> **Work order**:
Return the listing beneath precisely, with every line intact.

> **Records for processing**:
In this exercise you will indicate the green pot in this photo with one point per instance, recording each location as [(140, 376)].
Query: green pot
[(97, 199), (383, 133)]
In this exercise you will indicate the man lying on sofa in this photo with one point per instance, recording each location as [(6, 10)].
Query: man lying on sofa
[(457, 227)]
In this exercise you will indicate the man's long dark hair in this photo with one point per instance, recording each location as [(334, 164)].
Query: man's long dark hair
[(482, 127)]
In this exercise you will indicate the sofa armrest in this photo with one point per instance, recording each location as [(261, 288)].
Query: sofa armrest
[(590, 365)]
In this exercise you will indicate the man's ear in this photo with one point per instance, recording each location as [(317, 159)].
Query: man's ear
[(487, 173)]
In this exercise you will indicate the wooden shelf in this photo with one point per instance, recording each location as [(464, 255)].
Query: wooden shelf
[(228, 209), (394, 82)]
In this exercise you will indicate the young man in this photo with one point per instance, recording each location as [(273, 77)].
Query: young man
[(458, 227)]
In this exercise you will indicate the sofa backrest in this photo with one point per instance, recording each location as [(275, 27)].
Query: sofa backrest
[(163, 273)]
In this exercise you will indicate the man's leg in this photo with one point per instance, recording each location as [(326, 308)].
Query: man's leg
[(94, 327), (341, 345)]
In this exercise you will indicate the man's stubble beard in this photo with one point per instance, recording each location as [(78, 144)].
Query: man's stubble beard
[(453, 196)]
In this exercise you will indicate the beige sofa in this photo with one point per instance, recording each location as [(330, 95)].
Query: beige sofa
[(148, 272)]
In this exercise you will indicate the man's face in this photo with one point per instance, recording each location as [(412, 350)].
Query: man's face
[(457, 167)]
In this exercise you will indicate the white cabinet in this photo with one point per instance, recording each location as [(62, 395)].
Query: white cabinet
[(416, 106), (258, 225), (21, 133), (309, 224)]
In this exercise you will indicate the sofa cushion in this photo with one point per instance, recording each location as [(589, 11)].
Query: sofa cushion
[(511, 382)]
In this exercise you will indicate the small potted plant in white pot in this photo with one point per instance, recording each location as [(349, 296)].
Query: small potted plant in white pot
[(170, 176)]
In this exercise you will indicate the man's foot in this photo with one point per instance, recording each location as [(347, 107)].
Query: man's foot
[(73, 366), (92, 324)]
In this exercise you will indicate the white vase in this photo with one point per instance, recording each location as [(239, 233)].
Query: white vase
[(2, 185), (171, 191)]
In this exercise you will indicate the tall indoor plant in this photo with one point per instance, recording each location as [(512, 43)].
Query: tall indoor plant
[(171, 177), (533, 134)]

> **Answer below**:
In this exercise you will indicate the green pot in this photo with one point per instance, recording each location as [(140, 376)].
Query: green pot
[(97, 199), (383, 133)]
In this exercise you will indicate the man lying on sofa in this photo with one point per instance, recording each location as [(6, 10)].
Query: man lying on sofa
[(457, 227)]
In this exercise you will indicate the man's long dark hair in this photo with one point per instance, recording each location as [(334, 164)].
Query: man's long dark hair
[(482, 127)]
In this exercise you will indicate the sofa armrest in this photo with one point per instance, recording each location as [(261, 288)].
Query: sofa armrest
[(590, 365)]
In this exercise you will indicate the man's ear in this photo with one point per instance, recording each location as [(317, 159)].
Query: man's ear
[(487, 173)]
In this exercise you will indicate the wooden shelf in this photo with one point per instance, recording each location as [(464, 255)].
Query: wooden shelf
[(228, 209), (394, 82)]
In this exercise you will indicate the young man in this photo with one point per instance, recording each location as [(273, 77)].
Query: young man
[(458, 227)]
In this exercise you will indicate the sofa backrest in this photo with one point per instance, recording each location as [(275, 27)].
Query: sofa backrest
[(163, 273)]
In this exercise you will indicate the man's leg in this photo with one point per instance, recording each location as [(326, 308)].
Query: man's leg
[(94, 327), (341, 345)]
In this exercise you will indicate the man's stubble beard in this photo with one point per instance, recording each location as [(78, 144)].
Query: man's stubble beard
[(453, 196)]
In this exercise you will indicate the beige sofa in this photo with one point per instance, recording each location as [(330, 95)].
Query: beige sofa
[(148, 272)]
In this exercise you will indicate the man's face in this photo with one point per instance, recording each location as [(412, 350)].
Query: man's face
[(457, 167)]
In this exercise you will indicate the white cabinet in this photo with one point per instance, recording each location as [(62, 395)].
Query: white cabinet
[(416, 106), (258, 225), (21, 133), (309, 224)]
In this exercise you will indicate the sofa cushion in this photo with one point per instance, recording each location as [(589, 11)].
Query: sofa cushion
[(511, 382)]
In this exercise you will indicate the small potted plant in white pot in this photo with one point per instance, recording each location as [(349, 296)].
Query: small potted plant in white pot
[(170, 176)]
In this exercise you will indicate the man's foot in this photo with one point per instance, recording each location as [(347, 107)].
Query: man's foot
[(73, 366), (92, 324)]
In this exercise you will indicate the white vase in this photo with one point per instance, recording each location as [(239, 233)].
Query: white vase
[(2, 185), (171, 191)]
In this exercise you will indicate the tall indoor plant in this photo with one point per instance, recording each location as [(512, 43)].
Query: tall indoor plant
[(171, 177), (533, 134)]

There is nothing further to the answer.